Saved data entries
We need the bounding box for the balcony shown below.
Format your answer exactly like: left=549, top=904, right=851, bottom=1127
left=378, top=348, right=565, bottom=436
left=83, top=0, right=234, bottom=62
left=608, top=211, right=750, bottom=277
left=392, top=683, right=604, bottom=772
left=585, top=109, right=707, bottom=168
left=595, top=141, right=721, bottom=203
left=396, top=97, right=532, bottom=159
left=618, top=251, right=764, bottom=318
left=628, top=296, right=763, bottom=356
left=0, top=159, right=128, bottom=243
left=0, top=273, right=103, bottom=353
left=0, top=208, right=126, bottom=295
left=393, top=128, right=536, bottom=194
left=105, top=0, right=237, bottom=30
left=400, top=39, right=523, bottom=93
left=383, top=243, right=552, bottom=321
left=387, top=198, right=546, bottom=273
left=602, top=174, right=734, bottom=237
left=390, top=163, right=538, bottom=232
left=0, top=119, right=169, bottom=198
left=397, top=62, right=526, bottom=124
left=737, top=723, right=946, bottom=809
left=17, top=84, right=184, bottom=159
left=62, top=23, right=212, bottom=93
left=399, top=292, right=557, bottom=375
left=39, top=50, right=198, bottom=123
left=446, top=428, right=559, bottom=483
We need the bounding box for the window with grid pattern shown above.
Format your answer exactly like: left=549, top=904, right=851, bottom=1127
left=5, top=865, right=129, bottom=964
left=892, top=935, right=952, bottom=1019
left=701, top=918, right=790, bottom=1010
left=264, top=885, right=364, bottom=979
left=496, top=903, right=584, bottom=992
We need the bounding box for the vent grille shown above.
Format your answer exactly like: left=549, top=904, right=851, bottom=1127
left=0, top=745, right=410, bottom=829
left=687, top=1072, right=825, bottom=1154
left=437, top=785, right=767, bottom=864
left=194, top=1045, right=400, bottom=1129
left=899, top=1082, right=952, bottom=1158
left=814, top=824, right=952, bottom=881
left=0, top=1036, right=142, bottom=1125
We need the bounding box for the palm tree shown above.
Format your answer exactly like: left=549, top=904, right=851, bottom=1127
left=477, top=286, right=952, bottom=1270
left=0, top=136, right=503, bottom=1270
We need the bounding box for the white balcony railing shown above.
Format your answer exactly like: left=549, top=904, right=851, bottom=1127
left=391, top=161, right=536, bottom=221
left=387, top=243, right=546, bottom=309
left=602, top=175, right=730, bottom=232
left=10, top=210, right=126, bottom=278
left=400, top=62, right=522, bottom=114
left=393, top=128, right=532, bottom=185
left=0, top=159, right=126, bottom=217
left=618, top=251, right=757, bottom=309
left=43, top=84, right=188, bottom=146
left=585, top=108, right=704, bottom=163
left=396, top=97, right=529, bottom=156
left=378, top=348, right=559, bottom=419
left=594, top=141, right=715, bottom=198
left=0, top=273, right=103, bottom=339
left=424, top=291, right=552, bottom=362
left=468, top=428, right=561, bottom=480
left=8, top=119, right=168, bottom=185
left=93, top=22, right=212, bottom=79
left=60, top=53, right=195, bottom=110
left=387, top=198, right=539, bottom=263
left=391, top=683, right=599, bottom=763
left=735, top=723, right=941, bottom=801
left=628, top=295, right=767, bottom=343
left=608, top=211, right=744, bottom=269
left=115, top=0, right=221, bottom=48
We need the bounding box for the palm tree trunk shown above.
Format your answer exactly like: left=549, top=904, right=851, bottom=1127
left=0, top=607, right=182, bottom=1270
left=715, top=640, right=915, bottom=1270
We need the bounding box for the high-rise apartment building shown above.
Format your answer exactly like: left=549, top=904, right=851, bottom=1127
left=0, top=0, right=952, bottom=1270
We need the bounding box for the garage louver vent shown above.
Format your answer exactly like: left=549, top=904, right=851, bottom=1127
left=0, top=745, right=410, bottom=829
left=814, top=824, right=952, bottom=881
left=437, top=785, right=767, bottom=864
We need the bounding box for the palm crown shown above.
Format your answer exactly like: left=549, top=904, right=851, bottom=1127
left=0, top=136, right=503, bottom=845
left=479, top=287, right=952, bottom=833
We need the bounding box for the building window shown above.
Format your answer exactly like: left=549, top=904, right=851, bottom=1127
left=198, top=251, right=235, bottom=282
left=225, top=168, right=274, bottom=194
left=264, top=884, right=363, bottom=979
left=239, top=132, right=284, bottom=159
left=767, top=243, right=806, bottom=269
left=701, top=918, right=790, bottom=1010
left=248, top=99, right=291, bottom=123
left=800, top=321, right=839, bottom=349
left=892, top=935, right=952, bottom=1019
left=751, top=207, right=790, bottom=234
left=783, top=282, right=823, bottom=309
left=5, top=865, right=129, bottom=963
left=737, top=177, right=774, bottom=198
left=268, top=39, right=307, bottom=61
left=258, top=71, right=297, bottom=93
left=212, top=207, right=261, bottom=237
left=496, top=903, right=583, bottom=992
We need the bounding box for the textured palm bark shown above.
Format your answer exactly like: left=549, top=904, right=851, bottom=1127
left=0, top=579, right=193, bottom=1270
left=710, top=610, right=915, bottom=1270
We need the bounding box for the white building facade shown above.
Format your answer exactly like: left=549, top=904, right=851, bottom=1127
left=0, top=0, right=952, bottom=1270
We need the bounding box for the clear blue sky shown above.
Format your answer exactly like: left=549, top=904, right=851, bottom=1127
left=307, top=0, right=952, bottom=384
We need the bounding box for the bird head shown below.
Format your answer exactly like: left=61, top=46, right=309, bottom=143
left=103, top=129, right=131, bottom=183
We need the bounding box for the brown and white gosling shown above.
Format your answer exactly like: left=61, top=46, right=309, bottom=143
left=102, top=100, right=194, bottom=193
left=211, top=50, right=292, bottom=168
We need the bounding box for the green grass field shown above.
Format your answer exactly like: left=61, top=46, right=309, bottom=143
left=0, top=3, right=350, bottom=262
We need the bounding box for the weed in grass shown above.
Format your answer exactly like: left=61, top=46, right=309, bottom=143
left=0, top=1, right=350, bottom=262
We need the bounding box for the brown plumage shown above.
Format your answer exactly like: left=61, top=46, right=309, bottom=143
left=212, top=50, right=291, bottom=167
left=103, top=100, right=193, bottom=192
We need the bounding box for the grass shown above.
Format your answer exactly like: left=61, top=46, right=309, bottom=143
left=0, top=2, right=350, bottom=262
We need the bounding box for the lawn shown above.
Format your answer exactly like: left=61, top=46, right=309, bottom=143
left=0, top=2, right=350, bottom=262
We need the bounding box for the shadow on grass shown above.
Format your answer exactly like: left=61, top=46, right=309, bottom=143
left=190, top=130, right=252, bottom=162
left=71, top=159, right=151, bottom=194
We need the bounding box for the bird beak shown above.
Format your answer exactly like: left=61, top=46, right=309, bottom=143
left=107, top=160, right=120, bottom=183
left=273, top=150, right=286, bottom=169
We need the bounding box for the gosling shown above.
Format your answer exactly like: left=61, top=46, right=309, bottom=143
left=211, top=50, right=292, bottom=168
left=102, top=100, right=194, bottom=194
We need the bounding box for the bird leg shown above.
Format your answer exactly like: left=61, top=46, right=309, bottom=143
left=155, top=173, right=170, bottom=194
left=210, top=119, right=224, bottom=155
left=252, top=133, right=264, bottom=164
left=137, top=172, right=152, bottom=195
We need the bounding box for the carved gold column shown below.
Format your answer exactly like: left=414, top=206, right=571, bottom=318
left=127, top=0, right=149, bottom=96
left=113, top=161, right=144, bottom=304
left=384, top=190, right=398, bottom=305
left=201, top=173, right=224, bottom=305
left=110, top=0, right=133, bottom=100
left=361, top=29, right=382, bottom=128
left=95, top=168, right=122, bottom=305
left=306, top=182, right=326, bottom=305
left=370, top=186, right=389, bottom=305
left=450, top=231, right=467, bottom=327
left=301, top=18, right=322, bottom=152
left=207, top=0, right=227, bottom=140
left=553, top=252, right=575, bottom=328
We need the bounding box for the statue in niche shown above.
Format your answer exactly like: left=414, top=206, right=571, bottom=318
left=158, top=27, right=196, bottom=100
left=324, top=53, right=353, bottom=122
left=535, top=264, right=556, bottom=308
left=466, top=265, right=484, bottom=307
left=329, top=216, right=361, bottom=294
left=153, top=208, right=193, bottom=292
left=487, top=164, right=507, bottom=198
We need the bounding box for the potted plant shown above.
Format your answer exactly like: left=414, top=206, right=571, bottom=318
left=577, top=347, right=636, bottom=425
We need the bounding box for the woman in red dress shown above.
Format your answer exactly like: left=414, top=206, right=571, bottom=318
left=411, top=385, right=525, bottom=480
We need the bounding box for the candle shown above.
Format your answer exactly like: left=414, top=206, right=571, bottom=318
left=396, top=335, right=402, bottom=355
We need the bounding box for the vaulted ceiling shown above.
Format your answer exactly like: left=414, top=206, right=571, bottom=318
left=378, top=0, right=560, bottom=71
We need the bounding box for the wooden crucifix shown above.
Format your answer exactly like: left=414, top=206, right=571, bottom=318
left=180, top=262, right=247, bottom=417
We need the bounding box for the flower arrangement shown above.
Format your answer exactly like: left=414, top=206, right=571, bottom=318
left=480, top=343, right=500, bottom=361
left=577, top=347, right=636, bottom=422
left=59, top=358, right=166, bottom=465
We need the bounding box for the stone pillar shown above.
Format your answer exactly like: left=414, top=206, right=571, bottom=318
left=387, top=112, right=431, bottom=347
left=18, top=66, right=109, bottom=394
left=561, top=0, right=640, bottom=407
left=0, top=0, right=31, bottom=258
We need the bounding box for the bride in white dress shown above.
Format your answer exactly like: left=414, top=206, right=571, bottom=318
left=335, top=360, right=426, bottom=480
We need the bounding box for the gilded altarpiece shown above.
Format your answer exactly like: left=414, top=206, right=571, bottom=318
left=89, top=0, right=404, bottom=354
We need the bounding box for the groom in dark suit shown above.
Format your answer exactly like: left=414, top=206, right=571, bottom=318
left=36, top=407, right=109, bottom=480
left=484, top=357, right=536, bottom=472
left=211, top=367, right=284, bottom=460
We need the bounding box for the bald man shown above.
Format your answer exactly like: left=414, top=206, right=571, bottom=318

# Requirement:
Please rewrite the rows between the lines holding "We need the bounding box for the lawn" and "left=71, top=159, right=151, bottom=194", inclusive, renaming "grass" to "turf" and leaving all else unchanged.

# Result below:
We need the bounding box for the lawn shown above.
Format your answer exactly like: left=61, top=46, right=309, bottom=143
left=0, top=2, right=350, bottom=262
We need the bounding box for the shadow on turf shown above.
Format your answer exactly like: left=61, top=46, right=309, bottom=143
left=190, top=130, right=252, bottom=162
left=71, top=159, right=151, bottom=194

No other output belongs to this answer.